DOCUMENT —
Funerals @ St. Thomas
This page seeks to answer the most frequently asked questions about Christian burial. The Church wants to help Christians prepare for their own deaths, and to help friends and family facing the challenge of burying someone they love. Please know that our clergy and staff are friendly resources who are here to assist you in any way they can.
Dying is the process of returning to the earth from which we came, and of turning toward God from whom we came. Death is the sacramental moment of our returning. At burial, the Christian community gathers to celebrate its faith.
The burial is an Easter liturgy. It finds all its meaning in the Resurrection. Because Jesus was raised from the dead, Christians, too, will be raised. Christian burial reflects joy in the certainty that “neither death nor life, nor angels nor principalities, nor things present nor things to come, nor powers nor height nor depth, nor anything else in all creation will be able to separate us from the love of God in Christ Jesus our Lord.” (Romans 8:38) We offer prayers for the dead, entrusting them to God's love and mercy.

RECORDED DATA —

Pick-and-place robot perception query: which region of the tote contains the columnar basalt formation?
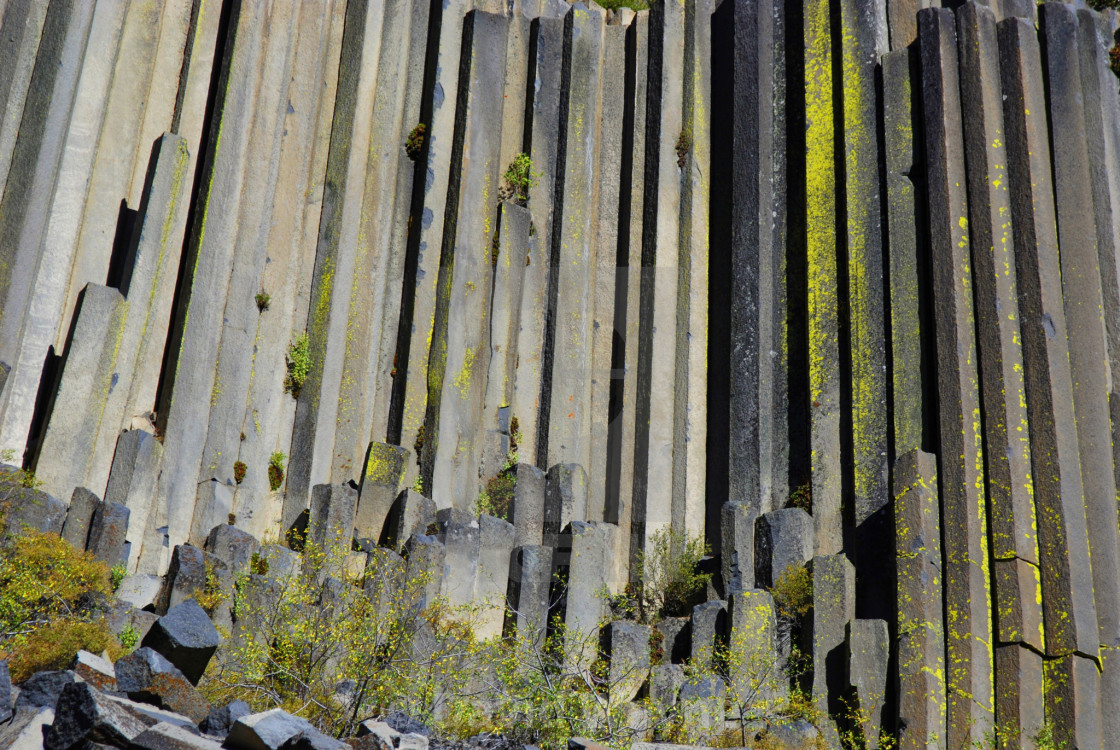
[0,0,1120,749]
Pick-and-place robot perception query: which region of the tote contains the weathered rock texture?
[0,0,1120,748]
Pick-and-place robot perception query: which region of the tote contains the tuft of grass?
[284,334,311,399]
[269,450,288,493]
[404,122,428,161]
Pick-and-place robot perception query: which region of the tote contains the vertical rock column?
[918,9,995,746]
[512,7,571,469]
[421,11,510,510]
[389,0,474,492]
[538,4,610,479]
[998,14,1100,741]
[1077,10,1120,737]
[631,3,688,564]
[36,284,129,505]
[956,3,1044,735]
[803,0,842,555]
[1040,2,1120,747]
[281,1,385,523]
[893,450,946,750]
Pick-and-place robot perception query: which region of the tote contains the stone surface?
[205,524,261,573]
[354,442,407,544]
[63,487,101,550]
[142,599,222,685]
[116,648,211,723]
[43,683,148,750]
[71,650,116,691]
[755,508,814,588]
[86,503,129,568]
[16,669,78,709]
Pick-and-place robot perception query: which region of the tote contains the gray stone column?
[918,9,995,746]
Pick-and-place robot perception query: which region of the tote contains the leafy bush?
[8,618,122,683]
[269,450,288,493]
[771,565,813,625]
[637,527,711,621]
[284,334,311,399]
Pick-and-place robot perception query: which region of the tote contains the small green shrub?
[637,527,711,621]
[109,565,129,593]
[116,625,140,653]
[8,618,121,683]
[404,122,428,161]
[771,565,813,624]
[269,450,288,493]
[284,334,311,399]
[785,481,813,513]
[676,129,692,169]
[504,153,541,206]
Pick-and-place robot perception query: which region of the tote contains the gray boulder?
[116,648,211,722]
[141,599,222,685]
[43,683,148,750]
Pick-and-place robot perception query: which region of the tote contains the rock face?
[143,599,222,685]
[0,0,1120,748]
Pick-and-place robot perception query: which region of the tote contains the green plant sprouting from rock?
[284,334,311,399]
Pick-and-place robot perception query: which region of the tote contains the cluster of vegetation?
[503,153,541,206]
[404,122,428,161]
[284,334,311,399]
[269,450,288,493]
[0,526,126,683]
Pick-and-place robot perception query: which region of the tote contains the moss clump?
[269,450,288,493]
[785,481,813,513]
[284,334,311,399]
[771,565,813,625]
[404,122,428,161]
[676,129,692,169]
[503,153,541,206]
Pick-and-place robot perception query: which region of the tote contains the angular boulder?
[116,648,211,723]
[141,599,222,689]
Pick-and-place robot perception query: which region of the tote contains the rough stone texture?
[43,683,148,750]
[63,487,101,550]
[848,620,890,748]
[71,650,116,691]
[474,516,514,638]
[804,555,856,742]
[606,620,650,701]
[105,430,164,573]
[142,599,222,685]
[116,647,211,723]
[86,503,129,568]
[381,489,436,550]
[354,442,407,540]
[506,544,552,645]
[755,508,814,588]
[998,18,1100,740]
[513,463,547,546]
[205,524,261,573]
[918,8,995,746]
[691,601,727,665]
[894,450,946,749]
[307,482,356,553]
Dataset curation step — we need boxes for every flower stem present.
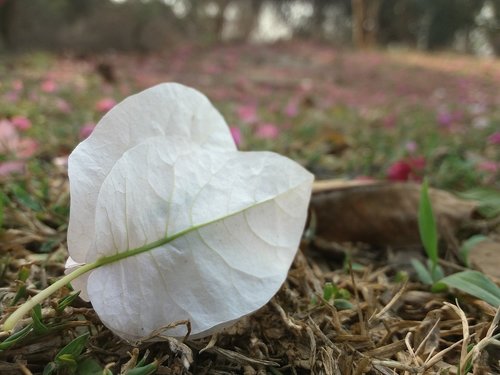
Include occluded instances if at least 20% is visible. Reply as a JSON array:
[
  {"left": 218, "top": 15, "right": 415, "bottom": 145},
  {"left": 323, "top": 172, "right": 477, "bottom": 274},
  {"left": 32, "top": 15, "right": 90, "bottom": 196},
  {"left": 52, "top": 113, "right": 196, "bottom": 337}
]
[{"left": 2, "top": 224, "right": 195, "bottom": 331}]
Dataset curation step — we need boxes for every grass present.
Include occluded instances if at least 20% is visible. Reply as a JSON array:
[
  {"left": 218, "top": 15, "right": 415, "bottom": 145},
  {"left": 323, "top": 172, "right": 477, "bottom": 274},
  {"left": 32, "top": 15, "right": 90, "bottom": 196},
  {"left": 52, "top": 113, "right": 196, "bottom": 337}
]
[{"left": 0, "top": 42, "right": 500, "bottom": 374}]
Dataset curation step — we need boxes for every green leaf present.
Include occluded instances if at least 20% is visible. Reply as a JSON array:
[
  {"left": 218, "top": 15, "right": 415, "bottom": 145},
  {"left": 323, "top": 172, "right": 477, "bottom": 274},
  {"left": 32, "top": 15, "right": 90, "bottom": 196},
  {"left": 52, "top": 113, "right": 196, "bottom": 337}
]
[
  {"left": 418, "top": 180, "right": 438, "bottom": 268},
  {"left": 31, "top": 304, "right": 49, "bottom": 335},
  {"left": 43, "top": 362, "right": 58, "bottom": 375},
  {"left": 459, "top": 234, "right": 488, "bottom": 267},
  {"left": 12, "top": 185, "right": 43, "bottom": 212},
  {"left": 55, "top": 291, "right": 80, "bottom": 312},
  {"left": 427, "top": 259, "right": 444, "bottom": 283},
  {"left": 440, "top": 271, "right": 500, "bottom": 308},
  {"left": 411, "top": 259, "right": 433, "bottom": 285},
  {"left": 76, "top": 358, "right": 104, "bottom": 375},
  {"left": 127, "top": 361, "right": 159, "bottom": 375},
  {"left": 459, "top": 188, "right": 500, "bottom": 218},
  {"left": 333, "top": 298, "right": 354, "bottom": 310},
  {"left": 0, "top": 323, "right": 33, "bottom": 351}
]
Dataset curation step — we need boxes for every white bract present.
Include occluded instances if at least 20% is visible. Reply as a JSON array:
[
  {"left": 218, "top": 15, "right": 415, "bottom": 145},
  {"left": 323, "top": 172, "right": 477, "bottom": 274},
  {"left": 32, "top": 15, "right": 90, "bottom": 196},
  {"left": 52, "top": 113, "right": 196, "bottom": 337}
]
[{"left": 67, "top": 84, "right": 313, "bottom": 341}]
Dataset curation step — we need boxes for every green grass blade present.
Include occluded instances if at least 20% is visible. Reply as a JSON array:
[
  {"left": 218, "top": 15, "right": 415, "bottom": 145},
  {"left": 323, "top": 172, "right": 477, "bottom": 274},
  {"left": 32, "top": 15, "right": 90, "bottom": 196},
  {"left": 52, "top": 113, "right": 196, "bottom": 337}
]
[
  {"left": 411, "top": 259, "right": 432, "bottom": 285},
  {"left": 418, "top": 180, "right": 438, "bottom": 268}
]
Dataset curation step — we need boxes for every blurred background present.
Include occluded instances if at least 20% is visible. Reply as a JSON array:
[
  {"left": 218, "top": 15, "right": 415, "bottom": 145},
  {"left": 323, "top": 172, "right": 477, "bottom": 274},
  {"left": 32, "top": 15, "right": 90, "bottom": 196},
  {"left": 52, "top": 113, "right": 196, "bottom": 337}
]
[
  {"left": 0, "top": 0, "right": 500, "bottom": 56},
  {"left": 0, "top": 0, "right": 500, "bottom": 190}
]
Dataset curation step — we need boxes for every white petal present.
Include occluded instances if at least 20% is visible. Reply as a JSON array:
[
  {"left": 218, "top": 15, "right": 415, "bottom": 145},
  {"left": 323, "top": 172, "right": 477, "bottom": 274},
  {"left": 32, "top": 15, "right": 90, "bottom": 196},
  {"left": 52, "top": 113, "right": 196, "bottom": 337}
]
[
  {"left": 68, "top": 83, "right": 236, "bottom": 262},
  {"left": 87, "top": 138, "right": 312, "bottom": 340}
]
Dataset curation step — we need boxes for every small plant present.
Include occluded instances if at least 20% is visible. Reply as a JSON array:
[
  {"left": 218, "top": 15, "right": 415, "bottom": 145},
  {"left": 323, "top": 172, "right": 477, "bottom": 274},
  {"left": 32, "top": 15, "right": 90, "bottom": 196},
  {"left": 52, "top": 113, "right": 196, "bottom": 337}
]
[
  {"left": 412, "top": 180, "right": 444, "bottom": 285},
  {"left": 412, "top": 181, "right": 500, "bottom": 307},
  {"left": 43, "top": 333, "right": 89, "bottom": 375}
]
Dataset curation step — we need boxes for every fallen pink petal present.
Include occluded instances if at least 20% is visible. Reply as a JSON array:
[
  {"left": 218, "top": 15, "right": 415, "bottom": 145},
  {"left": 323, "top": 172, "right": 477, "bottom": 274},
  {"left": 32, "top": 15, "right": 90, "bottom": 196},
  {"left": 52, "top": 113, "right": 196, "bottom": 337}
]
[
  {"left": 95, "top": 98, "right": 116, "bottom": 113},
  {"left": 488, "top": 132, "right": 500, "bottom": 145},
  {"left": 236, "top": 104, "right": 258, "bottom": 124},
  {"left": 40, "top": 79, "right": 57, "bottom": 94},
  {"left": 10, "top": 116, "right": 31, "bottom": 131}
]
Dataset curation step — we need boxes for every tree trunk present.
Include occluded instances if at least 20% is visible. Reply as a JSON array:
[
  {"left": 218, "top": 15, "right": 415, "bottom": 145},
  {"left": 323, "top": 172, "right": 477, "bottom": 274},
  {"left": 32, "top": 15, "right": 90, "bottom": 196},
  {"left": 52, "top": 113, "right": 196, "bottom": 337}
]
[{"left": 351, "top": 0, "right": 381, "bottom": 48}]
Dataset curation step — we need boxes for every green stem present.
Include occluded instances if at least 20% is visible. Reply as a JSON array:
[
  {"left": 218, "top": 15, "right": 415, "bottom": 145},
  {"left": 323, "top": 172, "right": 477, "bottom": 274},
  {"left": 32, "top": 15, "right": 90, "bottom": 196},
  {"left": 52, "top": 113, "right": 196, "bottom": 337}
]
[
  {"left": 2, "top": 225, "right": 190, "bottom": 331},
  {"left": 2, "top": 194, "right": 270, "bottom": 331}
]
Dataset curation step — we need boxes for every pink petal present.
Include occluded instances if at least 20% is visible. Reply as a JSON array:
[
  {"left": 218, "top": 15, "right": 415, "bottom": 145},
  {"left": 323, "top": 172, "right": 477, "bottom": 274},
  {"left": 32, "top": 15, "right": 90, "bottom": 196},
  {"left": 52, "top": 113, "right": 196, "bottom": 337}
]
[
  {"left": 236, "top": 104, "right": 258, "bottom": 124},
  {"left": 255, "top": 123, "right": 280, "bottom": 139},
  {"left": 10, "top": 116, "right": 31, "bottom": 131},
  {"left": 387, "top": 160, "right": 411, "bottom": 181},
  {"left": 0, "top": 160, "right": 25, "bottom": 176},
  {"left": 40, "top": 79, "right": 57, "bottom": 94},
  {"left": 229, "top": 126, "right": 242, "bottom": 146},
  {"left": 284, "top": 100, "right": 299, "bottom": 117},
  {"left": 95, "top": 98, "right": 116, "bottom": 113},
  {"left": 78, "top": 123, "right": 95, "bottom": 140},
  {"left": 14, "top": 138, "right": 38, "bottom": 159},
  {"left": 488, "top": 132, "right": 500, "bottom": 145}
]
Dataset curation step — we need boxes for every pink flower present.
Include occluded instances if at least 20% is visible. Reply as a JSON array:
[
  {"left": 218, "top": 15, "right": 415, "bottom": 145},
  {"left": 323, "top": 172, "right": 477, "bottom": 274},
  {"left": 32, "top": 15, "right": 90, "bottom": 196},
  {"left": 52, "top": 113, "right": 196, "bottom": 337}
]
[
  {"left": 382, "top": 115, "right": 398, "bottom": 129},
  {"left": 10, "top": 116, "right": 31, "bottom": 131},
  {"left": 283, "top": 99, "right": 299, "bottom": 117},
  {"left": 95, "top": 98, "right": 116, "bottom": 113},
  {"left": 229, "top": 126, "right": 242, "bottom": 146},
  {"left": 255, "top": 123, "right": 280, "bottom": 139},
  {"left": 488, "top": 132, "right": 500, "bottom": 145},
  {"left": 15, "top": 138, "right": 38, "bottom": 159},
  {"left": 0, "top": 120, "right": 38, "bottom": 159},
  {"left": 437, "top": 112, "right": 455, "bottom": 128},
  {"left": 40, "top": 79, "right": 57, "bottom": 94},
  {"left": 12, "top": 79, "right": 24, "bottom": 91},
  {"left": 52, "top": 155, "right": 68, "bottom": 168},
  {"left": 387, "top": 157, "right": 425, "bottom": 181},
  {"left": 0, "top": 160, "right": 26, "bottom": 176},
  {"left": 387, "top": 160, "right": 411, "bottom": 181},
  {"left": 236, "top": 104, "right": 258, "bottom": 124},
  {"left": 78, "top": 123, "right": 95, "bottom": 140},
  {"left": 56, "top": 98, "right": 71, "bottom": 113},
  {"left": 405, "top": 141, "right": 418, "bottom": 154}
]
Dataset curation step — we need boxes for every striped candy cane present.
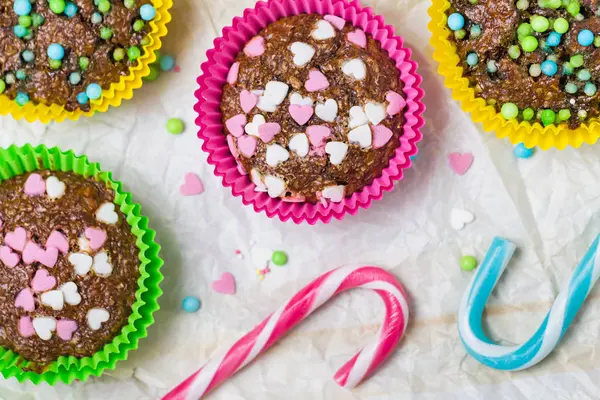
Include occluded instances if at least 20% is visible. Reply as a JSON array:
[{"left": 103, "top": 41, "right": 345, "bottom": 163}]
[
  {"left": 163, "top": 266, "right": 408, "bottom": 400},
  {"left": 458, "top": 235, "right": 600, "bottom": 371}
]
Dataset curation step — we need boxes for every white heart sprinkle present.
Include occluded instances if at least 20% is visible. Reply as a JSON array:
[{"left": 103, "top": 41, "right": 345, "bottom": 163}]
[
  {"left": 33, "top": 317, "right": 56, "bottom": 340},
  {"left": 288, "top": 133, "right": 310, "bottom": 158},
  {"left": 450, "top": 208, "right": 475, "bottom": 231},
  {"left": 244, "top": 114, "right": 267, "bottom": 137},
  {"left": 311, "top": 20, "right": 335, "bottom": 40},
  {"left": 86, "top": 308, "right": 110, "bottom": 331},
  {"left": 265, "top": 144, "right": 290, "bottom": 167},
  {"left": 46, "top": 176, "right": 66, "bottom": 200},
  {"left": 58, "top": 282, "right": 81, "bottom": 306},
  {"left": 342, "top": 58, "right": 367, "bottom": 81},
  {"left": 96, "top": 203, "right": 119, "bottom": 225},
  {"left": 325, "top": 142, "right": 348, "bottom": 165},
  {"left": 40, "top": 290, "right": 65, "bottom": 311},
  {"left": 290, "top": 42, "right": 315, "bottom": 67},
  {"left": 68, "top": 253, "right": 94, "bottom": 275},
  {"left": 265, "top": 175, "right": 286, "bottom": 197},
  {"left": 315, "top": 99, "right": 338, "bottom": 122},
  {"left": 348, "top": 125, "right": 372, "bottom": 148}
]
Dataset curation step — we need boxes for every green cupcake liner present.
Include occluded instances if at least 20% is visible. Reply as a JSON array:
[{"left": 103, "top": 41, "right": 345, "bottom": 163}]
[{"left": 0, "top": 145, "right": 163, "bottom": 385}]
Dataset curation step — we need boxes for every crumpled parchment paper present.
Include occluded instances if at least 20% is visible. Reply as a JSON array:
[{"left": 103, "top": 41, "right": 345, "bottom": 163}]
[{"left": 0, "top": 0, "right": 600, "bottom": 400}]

CHALLENGES —
• A. Reproduce the stretch of the St. Thomas funeral page from "Dying is the" through "love and mercy.".
• B. Resume the St. Thomas funeral page after its last sentence and keep writing it.

THE ANSWERS —
• A.
Dying is the process of returning to the earth from which we came, and of turning toward God from whom we came. Death is the sacramental moment of our returning. At burial, the Christian community gathers to celebrate its faith.
The burial is an Easter liturgy. It finds all its meaning in the Resurrection. Because Jesus was raised from the dead, Christians, too, will be raised. Christian burial reflects joy in the certainty that “neither death nor life, nor angels nor principalities, nor things present nor things to come, nor powers nor height nor depth, nor anything else in all creation will be able to separate us from the love of God in Christ Jesus our Lord.” (Romans 8:38) We offer prayers for the dead, entrusting them to God's love and mercy.

• B.
Alongside our Resurrection hope, our human grief remains. The very love we have for each other in Christ brings deep sorrow when we are parted by death. Jesus himself wept at the grave of his friend. So while we give thanks for the Resurrection of Christ, which enfolds us all, we who continue in this life grieve our loss. Therefore our liturgy also asks God to comfort those who mourn.
The Book of Common Prayer notes that Christians are normally buried from their parish church. This implies that either their bodies, or their cremated remains, will be present for the burial liturgy, and then committed to a permanent place of rest. Our physical bodies, Scripture tells us, are temples of the Holy Spirit, visible signs of our spiritual presence in the world. It is fitting that they be honored in Christian burial.
In Anticipation of Death
Our society routinely avoids speaking about death, but the Church does not. Over the centuries we have gathered Scriptures, songs, and prayers which enfold the pain and trauma of separation and loss within a larger vision. The Church is not afraid to speak of death because we are a community of faith, hope, and love.
It is prudent to begin thinking about your own funeral well beforehand. Thoughtful foresight allows the liturgy to express your Christian faith authentically while helping family and friends understand your personal wishes. The parish clergy are pleased to meet with you to review the options available for prayers, hymns, and Scripture readings appropriate for burial.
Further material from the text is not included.